* YOUR TASK: Find every line in the rows below that contains the word "lamp" and copy each one. Case counts.

* MATERIAL PROVIDED:

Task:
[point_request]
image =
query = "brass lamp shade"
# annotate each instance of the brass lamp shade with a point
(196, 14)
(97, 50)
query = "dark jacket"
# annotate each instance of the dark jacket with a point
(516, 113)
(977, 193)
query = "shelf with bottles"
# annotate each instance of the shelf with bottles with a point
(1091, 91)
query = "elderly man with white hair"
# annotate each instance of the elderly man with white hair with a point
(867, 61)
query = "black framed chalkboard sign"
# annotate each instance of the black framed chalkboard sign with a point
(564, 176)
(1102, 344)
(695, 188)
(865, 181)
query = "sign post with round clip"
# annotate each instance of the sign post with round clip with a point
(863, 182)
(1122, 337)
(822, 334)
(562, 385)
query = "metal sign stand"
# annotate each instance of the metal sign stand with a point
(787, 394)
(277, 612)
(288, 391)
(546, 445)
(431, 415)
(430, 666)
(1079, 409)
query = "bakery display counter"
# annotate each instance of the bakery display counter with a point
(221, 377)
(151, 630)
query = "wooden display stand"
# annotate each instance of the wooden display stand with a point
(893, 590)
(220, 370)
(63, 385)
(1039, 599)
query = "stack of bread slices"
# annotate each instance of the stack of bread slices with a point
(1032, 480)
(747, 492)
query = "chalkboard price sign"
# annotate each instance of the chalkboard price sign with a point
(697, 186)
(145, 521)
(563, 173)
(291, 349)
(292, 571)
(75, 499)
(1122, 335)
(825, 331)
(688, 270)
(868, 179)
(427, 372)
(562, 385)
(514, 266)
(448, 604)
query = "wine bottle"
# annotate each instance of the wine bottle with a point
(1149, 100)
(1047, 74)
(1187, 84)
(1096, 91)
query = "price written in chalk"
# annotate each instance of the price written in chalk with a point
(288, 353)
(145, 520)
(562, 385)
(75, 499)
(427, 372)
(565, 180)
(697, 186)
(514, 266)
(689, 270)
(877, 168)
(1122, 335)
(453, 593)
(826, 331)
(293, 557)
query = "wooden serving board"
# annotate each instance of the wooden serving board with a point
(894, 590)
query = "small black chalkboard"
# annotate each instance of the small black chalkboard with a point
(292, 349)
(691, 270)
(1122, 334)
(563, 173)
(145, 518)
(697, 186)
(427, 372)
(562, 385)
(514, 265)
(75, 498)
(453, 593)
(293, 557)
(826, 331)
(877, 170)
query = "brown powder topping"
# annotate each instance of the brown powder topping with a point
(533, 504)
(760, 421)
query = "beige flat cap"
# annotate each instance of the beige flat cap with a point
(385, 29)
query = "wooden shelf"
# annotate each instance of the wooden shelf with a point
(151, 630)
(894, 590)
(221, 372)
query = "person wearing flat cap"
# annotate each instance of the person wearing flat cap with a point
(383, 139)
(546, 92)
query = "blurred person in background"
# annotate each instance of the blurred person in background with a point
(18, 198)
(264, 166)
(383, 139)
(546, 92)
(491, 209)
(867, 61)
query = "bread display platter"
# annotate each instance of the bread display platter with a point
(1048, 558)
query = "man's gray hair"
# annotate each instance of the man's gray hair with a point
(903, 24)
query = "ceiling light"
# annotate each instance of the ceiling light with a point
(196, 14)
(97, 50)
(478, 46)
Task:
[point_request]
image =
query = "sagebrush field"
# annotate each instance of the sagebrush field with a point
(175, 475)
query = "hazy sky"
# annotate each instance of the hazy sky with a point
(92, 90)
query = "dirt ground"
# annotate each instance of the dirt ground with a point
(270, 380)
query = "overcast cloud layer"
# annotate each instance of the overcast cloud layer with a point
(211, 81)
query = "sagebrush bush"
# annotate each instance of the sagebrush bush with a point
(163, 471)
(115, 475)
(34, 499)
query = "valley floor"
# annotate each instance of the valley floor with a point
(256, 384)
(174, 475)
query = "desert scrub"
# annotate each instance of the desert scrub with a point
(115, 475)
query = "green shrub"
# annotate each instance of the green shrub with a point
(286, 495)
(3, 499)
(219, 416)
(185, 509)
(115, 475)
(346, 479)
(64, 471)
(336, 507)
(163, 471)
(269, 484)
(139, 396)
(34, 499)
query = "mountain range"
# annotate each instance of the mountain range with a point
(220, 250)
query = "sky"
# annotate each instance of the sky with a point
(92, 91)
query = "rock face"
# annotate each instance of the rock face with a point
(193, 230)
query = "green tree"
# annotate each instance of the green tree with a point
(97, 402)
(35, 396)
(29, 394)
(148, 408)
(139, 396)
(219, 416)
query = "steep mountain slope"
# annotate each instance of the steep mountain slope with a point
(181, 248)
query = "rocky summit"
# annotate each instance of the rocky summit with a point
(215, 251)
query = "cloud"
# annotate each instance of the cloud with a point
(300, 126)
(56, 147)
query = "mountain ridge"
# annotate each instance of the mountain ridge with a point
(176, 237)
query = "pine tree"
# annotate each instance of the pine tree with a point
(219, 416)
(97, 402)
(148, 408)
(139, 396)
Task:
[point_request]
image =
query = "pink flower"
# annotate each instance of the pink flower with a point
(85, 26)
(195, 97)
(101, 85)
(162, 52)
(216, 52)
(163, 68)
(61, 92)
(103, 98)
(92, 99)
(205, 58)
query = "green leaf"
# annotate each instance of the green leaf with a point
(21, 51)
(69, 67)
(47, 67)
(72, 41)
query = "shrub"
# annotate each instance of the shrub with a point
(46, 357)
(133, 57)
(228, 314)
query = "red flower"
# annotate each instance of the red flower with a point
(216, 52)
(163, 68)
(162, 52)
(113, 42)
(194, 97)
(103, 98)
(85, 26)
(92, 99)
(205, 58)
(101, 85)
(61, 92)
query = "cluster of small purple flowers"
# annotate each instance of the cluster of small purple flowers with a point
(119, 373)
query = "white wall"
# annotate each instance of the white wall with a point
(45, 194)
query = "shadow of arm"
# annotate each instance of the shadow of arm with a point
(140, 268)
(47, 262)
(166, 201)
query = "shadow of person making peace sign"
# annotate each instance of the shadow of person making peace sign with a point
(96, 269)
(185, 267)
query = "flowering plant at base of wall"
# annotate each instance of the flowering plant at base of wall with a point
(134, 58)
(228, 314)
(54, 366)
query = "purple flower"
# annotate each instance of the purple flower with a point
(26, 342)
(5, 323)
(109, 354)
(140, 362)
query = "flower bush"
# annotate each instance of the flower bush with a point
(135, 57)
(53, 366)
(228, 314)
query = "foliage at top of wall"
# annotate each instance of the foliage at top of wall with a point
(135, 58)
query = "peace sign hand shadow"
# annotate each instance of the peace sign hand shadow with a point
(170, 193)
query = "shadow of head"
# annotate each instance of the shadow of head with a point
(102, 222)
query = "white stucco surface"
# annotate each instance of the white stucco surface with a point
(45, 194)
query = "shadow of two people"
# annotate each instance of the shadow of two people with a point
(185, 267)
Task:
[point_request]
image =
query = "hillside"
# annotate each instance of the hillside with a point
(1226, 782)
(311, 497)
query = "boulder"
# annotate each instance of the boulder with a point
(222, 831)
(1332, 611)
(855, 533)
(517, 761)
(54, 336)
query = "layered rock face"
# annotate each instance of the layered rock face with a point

* TASK OUTPUT:
query = "brass lamp shade"
# annotate each instance of the brass lamp shade with a point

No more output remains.